--- START Text provided ---

Section 40(b) of the Income-tax Act 1961 caps the deductibility of partner remuneration in the LLP's hands: on the first three lakhs of book profit (or in case of loss), one-hundred-and-fifty thousand or ninety percent of book profit, whichever is higher; on the balance, sixty percent. The cap was substantially revised by the Finance (No. 2) Act 2024 effective from assessment year 2025-26, increasing the slab limits to reflect inflation since the prior 2009 calibration. Interest on partner capital is deductible at up to twelve percent simple interest per annum subject to the rate provided in the LLP Agreement. Remuneration to non-working partners is not deductible; the LLP Agreement should clearly identify each partner as working or non-working to substantiate the deduction.

Alternate Minimum Tax under Section 115JC

LLPs are within the scope of Alternate Minimum Tax under Section 115JC of the Income-tax Act 1961 where adjusted total income exceeds twenty lakhs and the LLP has claimed any deduction under Chapter VI-A (other than 80P), Section 10AA or Section 35AD. AMT is levied at eighteen-point-five percent (plus surcharge and cess) on adjusted total income, payable to the extent it exceeds regular income-tax liability. AMT credit under Section 115JD is available for set-off against regular tax in subsequent fifteen assessment years. The interaction between Section 10AA SEZ deduction and AMT is particularly relevant for IT-services LLPs operating from SEZ units; the deduction is effectively partially clawed back through AMT, though the credit mechanism mitigates the long-run impact.

Tax on conversion and exit

Conversion of a partnership firm into an LLP is exempt from capital gains tax under Section 47(xiiib) of the Income-tax Act 1961 subject to satisfying conditions including no change in partners' rights for five years and no consideration other than capital contribution. Conversion of a company into an LLP is similarly exempt under Section 47(xiiib) subject to additional conditions including turnover not exceeding sixty lakhs in any of the three preceding years and aggregate profits not exceeding five-lakh in any of the three preceding years (these thresholds were a focus of the Bhat Committee 2005). Failure to satisfy the conditions results in capital-gains tax at conversion; partner exit through retirement triggers tax under Section 9B and Section 45(4) as introduced by the Finance Act 2021.

Audit and assurance requirements for LLPs

Statutory audit threshold under LLP Rules 2009

Rule 24(8) of the LLP Rules 2009 requires every LLP to have its accounts audited by a chartered accountant in practice, where the LLP's turnover exceeds forty lakhs in any financial year or where the contribution exceeds twenty-five lakhs. The audit must be conducted in accordance with the auditing standards issued by the Institute of Chartered Accountants of India, including SA 200 series. The audit report is filed with Form 8 within the prescribed timeline. Small LLPs falling below both thresholds are exempt from statutory audit but must still maintain books of accounts under Section 34 of the LLP Act on a cash or accrual basis as the LLP Agreement specifies. The small-LLP definition introduced by the 2021 amendment aligns the audit and Section-76A penalty carve-outs.

Tax audit and audit-report harmonisation

Where Section 44AB tax audit applies to the LLP — one-crore business turnover or fifty-lakh professional gross receipts (or the higher digital-thresholds under the third proviso) — the tax-audit report in Form 3CD must be filed by thirtieth September of the assessment year. Where the LLP is also subject to LLP-Rule-24(8) statutory audit, both audits may be conducted by the same chartered accountant for efficiency, with separate report formats — Form 3CA-3CD for the income-tax audit and the LLP statutory-audit report for the LLP Act audit. The chartered accountant must observe independence requirements under the ICAI Code of Ethics and the Companies (Auditor's Report) Order does not apply since CARO is restricted to companies.

--- END Text provided ---
--- START Data section ---

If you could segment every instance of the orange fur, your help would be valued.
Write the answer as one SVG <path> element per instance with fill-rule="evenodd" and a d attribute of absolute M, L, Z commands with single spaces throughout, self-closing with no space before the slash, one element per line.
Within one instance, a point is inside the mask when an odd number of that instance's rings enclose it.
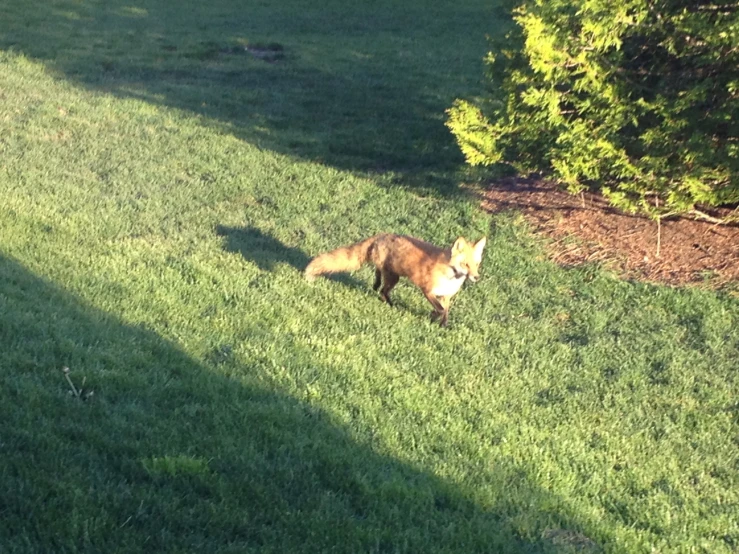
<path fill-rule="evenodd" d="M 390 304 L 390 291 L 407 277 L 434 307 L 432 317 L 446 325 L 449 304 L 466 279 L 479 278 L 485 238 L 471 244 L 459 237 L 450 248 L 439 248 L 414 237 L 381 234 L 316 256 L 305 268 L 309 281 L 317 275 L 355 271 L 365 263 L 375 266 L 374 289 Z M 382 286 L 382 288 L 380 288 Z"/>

--- END Data section ---
--- START Data section ---

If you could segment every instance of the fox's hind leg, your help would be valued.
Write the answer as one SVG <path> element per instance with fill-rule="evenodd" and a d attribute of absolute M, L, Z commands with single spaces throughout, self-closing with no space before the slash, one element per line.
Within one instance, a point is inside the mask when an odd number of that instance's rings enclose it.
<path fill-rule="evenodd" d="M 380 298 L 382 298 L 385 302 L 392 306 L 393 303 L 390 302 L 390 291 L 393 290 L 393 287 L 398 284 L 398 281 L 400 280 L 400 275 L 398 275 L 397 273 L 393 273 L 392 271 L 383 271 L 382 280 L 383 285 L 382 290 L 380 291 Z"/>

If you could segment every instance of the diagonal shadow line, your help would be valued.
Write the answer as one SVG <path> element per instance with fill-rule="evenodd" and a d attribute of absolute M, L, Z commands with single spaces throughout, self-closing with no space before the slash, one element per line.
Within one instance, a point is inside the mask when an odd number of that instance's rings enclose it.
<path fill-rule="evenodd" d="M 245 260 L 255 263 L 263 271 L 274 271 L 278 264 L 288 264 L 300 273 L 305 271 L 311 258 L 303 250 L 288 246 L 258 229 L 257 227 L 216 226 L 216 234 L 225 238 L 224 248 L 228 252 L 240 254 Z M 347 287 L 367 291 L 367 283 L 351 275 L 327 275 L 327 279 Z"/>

--- END Data section ---

● Short task 1:
Answer these questions from the text on LLP tax and audit:
(a) At what rate is Alternate Minimum Tax levied on adjusted total income?
(b) Above what turnover in a financial year must an LLP have its accounts audited under Rule 24(8)?
(c) By what date must the tax-audit report in Form 3CD be filed?
● Short task 2: Transcribe the part of the text on LLP tax and audit that opens with the words "Tax on conversion" and closes with "Finance Act 2021.".
● Short task 3:
Does each statement below agree with the text on LLP tax and audit? Answer yes or no for each, and quote the words from the text that decide it.
(a) Remuneration paid to non-working partners is deductible.
(b) AMT credit can be set off against regular tax in the following fifteen assessment years.
(c) The Companies (Auditor's Report) Order applies to LLPs.

● Result 1:
(a) Eighteen-point-five percent, plus surcharge and cess.
(b) Forty lakhs.
(c) By thirtieth September of the assessment year.

● Result 2:
Tax on conversion and exit

Conversion of a partnership firm into an LLP is exempt from capital gains tax under Section 47(xiiib) of the Income-tax Act 1961 subject to satisfying conditions including no change in partners' rights for five years and no consideration other than capital contribution. Conversion of a company into an LLP is similarly exempt under Section 47(xiiib) subject to additional conditions including turnover not exceeding sixty lakhs in any of the three preceding years and aggregate profits not exceeding five-lakh in any of the three preceding years (these thresholds were a focus of the Bhat Committee 2005). Failure to satisfy the conditions results in capital-gains tax at conversion; partner exit through retirement triggers tax under Section 9B and Section 45(4) as introduced by the Finance Act 2021.

● Result 3:
(a) No: "Remuneration to non-working partners is not deductible"
(b) Yes: "AMT credit under Section 115JD is available for set-off against regular tax in subsequent fifteen assessment years"
(c) No: "the Companies (Auditor's Report) Order does not apply since CARO is restricted to companies"